- Objectifs -
- 1) D'après le texte sur Chypre et l'espace Schengen, combien de passages les cinq points de passage ont-ils enregistrés entre avril 2003 et mai 2007 ?
- 2) Poursuivez le texte consacré à Chypre et à l'espace Schengen à partir de l'endroit où il s'arrête.

- Page -
◇ ◇ ◇ ◇ ◇ ◇ ◇
À la différence des autres États membres qui ont rejoint l'Union à la même date, la République de Chypre n'a pas intégré l'espace Schengen à la fin de l'année 2007. Comme pour l'Italie au milieu des années 1990 ou la Grèce à la fin de cette même décennie, les premiers États de la communauté européenne considèrent que les autorités chypriotes n'offrent pas toutes les garanties nécessaires aux contrôles des frontières extérieures, l'intégration de Chypre dans l'espace Schengen (voir l'encadré "Réfugiés et requérants infra) est donc reportée à une date ultérieure qui à ce jour n'est pas fixée [11]. Depuis l'adhésion de la République de Chypre à l'Union, la ligne verte qui la sépare de la partie turque fait l'objet de nombreux passages de migrants irréguliers depuis la République turque de Chypre du Nord vers la partie sud de l'île. Entre avril 2003 et mai 2007, les cinq points de passage de Ledra, Ayios Dometios, Metehan, Pergamos et Strovilia ont enregistré 13 millions de passages, sans compter les passages effectués à Pergamos depuis le 1er septembre 2006, date à laquelle la partie chypriote turque a cessé de publier les statistiques sur ce poste [12].
◇ ◇ ◇ ◇ ◇ ◇ ◇
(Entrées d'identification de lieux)
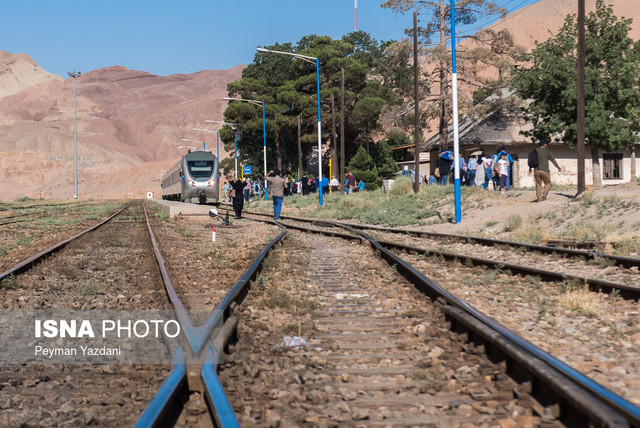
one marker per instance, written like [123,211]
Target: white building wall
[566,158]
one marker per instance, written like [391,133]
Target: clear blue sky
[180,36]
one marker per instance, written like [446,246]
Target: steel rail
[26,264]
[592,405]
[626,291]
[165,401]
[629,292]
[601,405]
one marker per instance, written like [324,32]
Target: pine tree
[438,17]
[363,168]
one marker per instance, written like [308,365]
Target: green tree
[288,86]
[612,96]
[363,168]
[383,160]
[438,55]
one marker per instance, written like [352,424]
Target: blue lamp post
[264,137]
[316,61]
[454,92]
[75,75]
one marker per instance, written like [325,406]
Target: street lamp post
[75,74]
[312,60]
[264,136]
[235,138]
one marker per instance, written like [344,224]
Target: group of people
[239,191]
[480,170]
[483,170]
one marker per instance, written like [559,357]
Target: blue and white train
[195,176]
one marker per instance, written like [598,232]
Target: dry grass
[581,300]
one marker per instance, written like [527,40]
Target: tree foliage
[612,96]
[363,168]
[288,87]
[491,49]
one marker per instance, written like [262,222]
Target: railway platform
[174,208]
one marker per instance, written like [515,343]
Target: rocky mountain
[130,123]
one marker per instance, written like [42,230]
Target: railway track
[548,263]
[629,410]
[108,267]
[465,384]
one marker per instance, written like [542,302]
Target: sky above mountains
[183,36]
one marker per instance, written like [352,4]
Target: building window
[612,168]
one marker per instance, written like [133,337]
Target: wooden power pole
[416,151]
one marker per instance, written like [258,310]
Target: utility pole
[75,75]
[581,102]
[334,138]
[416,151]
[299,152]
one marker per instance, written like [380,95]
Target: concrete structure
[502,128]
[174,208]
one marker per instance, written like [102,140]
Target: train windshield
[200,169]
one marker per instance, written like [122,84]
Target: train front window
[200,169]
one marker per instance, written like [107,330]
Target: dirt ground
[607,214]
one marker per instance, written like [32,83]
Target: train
◇ ◇ ◇ ◇ ◇ ◇ ◇
- Réponses dans l'ordre -
- 1) 13 millions de passages, sans compter ceux effectués à Pergamos depuis le 1er septembre 2006.

- 2)
Le casus belli des contrôles migratoires sur la ligne verte

La Commission européenne a demandé à plusieurs reprises aux autorités chypriotes grecques de prendre les mesures nécessaires pour lutter contre l'immigration illégale en provenance de la partie Nord de l'île. Mais pour la République de Chypre, établir des contrôles sur la ligne verte similaires à ceux qui existent aux autres frontières extérieures de l'UE, reviendrait à reconnaître indirectement la République Turque de Chypre du Nord, ce qu'elle n'est pas prête à faire [13]. Plusieurs documents officiels, tel le règlement du Conseil de l'UE n° 866 du 29 avril 2004 [14], soulignent que la ligne verte ne constitue pas une frontière extérieure de l'UE, tout en indiquant que la République de Chypre doit exercer "une surveillance effective tout le long de la ligne de démarcation, de manière à dissuader les personnes de se soustraire aux contrôles aux points de passage". Ainsi la République de Chypre est chargée de faire respecter ces règles concernant le franchissement de la zone tampon. Elle a, en outre, l'obligation de surveiller la ligne verte au-delà des points de passages ouverts depuis 2003 en établissant des contrôles qui devraient être similaires à ceux applicables aux frontières extérieures de l'UE. Selon une étude de l'agence Frontex [15], le nombre d'étrangers interceptés sur la ligne s'élève à 41 pour les trois dernières années (2005-2007), alors que, pour la même période, 21 403 étrangers en situation irrégulière ont été arrêtés sur l'ensemble de l'île.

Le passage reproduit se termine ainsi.